▶ POLECENIE 1
Wybierz z wpisów każdy wiersz, w którym występuje słowo „white”. Wielkość liter ma znaczenie.

▶ TEKST DO PRZECZYTANIA
________
Tym gorzej, że zapowiadał się jako letni sen - mgła, która zamroczyła umysł, ojciec nie płaci za benzynę i dowiaduje się, że państwo skrywa mroczne tajemnice, zagniewany pracownik jedzie za nieuczciwym klientem oraz wplątuje się w międzynarodowy spisek. Początek zwiastuje lekko komediowy styl, ale woli udawać, że to poważny dramat, jakby twórca myślał, że jest nowym Kubrickiem czy Gasparem Noe (niektórym brakuje wyobraźni, żeby zrozumieli własną pomyłkę, albo mają ego wybite w kosmos). W każdym razie, to niepoważny, kiepsko zrealizowany film katastroficzny, który nie wykorzystuje własnych atrybutów, jak mocne wejście (wraz z psimi chuliganami), drwi sobie z konwencji oraz nie potrafi zdecydować się, czy chce być komedią na sterydach, czy dramatem z pompą, gdzie rząd ukrywa machlojki eksperymentalne na zwierzętach. Bywa pocieszny, ale również nie potrafi przyznać się, że pierwszoplanowe postacie mają parasol ochronny, gdyż nie mogą zginąć, bo scenariusz zawsze (podkreślę, zawsze) nie pozwala, aby stała się im krzywda, co powoduje, że nie ma napięcia między scenami, bo nieśmiertelni protagoniści, to niewiarygodna skaza na współczesnej kinematografii.  

Nie jest to najgorszy film katastroficzny w historii kina, ale jak zachwycać się filmami, które boją się ryzykować, mają przewidywalny, tani finał z podwórka, a zwierzęta zachowują się ludzko, jakby nie obowiązywały je zasady natury? Doprawdy, dzisiejsza kinematografia stoi na żenująco niskim poziomie, skoro nie potrafi utrzymać widza przy ekranie bez kręcenia głową na lewo, i na prawo. Koreańska drama, która nie rozumie gatunku i próbuje zgrywać poważny survival dla dorosłych.
________
Wiersze ze zbioru danych do wskazywania
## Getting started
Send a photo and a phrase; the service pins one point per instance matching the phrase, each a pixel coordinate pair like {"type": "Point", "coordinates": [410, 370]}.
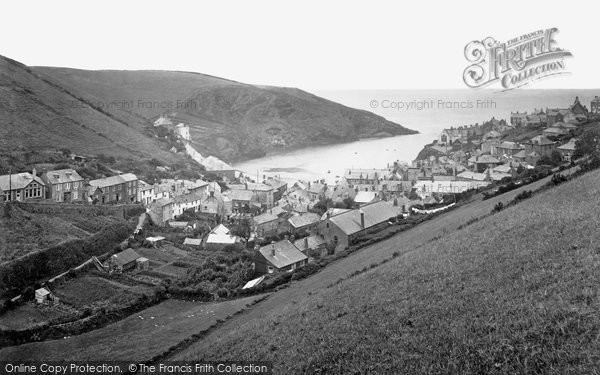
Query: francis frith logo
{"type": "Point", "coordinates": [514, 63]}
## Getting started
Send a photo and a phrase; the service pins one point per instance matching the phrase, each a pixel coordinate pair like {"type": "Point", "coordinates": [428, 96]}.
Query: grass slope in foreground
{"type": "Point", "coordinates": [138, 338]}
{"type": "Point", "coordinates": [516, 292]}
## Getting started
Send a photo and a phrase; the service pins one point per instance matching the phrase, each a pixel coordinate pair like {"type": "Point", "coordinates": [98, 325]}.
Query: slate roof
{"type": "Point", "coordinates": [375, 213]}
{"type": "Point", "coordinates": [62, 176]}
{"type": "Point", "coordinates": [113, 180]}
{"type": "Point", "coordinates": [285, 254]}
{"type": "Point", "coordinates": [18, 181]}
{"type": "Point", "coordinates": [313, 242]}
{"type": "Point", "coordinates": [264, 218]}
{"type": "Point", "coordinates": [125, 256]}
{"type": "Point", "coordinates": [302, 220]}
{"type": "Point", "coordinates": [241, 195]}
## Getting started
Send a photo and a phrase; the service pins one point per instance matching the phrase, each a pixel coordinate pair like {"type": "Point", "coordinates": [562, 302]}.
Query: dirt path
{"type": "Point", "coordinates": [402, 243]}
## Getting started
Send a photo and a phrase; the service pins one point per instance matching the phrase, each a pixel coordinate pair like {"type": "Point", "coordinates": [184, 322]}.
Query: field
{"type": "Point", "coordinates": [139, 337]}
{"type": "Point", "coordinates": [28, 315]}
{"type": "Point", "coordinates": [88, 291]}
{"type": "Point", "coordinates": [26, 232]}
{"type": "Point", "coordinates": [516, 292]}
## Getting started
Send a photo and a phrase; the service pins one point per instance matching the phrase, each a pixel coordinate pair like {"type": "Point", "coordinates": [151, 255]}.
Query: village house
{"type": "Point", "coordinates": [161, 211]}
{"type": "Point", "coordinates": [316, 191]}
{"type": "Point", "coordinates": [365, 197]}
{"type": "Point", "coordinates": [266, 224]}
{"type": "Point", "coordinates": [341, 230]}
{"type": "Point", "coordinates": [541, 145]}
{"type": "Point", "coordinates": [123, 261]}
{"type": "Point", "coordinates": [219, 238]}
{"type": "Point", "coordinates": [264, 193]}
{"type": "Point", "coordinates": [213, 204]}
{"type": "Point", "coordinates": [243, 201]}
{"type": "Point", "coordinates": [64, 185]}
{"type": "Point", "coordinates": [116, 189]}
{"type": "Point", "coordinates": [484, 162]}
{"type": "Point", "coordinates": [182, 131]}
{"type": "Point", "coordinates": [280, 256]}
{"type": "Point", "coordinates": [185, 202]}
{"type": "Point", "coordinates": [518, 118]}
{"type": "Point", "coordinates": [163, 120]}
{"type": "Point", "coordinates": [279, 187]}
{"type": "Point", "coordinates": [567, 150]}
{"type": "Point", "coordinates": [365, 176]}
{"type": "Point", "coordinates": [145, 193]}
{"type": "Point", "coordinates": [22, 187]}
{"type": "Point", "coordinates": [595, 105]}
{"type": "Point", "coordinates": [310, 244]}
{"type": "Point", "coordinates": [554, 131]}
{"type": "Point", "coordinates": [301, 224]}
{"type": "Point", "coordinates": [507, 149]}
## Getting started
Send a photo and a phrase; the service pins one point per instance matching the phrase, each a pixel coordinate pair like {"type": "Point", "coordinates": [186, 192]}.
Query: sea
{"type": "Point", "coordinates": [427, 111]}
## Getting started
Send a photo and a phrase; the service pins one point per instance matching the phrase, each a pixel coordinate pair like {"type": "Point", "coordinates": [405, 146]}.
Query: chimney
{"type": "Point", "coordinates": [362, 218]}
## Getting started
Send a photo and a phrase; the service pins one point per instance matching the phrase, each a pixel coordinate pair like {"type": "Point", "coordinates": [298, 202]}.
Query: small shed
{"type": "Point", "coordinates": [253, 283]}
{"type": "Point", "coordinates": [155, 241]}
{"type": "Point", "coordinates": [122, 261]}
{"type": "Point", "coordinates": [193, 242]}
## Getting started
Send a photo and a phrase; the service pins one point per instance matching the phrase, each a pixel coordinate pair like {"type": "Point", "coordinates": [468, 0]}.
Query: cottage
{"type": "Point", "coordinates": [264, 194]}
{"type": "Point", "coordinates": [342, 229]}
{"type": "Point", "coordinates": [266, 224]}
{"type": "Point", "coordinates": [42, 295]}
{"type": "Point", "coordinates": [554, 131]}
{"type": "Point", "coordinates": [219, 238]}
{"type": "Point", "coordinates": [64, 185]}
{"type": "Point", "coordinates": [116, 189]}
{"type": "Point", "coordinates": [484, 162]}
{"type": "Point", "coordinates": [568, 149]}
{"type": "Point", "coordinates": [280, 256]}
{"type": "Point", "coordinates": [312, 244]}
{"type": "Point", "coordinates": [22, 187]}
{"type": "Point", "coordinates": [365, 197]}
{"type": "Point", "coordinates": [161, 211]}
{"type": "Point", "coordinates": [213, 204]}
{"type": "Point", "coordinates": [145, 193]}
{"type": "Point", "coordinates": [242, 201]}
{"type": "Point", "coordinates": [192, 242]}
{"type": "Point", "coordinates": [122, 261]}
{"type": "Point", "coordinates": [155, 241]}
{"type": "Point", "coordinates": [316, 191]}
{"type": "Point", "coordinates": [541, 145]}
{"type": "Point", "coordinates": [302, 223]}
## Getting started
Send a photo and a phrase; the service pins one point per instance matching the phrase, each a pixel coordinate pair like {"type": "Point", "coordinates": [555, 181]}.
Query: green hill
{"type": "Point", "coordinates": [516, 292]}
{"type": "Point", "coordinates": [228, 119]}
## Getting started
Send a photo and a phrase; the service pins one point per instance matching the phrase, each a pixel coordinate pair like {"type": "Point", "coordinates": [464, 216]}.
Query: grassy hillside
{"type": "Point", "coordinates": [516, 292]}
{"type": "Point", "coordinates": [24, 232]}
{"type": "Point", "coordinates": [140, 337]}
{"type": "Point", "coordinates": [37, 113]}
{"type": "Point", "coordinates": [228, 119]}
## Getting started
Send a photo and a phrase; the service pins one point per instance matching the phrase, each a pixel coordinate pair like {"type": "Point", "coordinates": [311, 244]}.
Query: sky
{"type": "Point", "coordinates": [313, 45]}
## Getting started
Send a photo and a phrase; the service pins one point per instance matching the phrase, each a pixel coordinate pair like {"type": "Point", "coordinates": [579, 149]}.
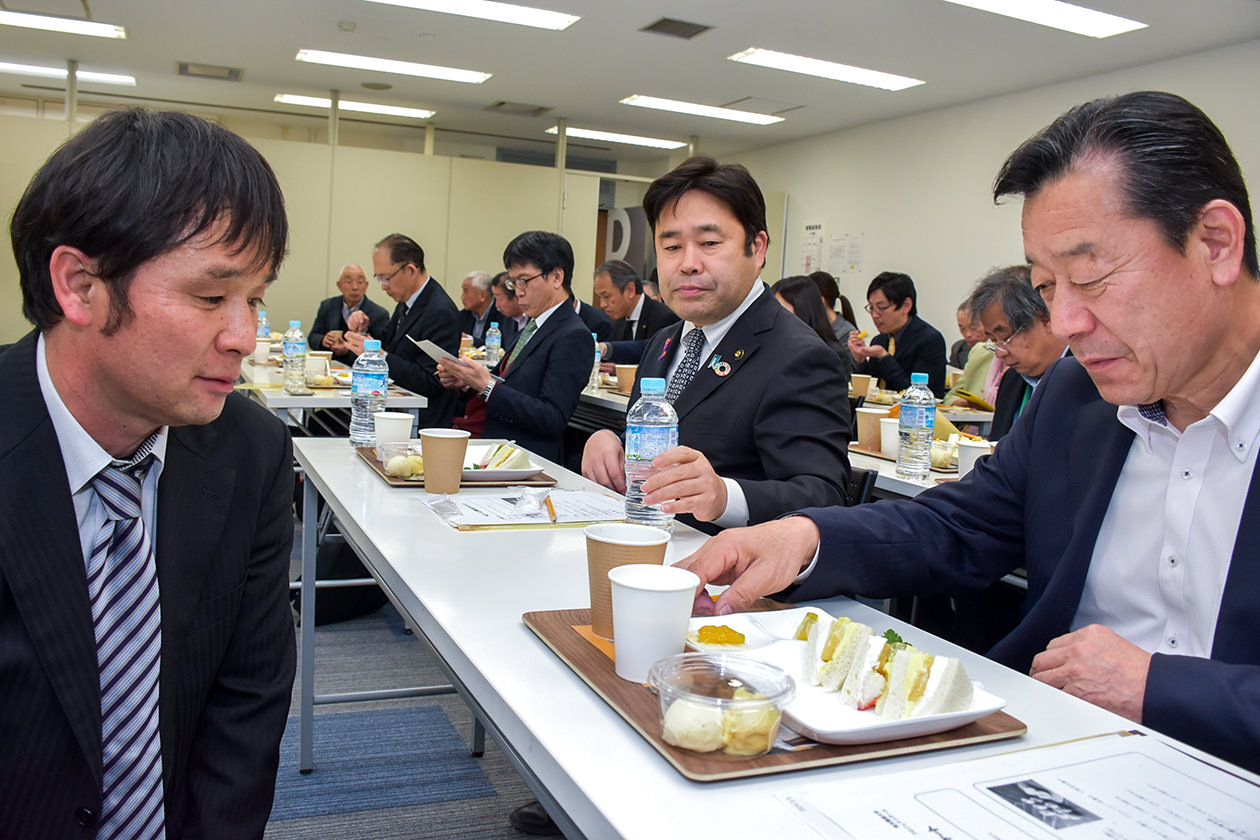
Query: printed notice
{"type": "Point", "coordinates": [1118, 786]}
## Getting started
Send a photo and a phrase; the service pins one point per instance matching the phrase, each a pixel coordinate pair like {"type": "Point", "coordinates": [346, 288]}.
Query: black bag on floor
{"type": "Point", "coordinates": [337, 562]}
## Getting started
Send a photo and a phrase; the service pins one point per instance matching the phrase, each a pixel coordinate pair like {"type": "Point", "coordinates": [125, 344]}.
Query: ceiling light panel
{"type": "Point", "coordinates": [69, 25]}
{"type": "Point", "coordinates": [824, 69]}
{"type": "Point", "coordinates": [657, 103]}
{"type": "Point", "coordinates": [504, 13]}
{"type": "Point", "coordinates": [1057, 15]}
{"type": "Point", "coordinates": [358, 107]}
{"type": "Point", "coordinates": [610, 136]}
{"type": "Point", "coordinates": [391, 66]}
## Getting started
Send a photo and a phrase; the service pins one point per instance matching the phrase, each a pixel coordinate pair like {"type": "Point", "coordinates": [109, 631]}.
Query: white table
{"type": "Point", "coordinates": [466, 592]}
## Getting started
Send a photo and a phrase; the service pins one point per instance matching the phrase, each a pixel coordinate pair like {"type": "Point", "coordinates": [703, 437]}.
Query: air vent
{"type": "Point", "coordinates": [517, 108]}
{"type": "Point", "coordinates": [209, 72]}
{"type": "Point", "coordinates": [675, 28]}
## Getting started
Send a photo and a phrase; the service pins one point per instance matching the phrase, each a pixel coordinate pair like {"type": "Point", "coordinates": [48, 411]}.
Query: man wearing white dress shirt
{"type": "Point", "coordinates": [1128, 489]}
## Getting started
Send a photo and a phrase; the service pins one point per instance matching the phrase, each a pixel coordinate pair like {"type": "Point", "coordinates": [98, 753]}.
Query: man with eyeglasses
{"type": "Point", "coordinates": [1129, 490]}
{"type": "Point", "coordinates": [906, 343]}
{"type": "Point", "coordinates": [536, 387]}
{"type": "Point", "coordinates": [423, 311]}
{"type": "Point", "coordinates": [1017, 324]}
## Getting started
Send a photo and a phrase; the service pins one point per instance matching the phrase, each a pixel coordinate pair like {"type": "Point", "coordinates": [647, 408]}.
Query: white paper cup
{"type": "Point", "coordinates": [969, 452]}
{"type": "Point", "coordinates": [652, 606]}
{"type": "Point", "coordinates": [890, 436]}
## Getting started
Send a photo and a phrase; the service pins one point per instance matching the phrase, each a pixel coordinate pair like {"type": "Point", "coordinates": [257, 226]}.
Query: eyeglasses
________
▶ POLECENIE 2
Odpowiedz na poniższe pytania na podstawie recenzji zamieszczonej powyżej.
(a) Za kogo, według recenzji, zdaje się uważać twórca filmu?
(b) Co, według recenzji, ukrywa rząd w filmie?
(c) Jak w ostatnim zdaniu recenzji określono film i za co próbuje się on podawać?

▶ ROZWIĄZANIE ZADANIA 1
Query: white table
Query: man wearing white dress shirt
Query: white paper cup

▶ ROZWIĄZANIE ZADANIA 2
(a) Za nowego Kubricka albo Gaspara Noe.
(b) Machlojki eksperymentalne na zwierzętach.
(c) Jako koreańską dramę, która nie rozumie gatunku i próbuje zgrywać poważny survival dla dorosłych.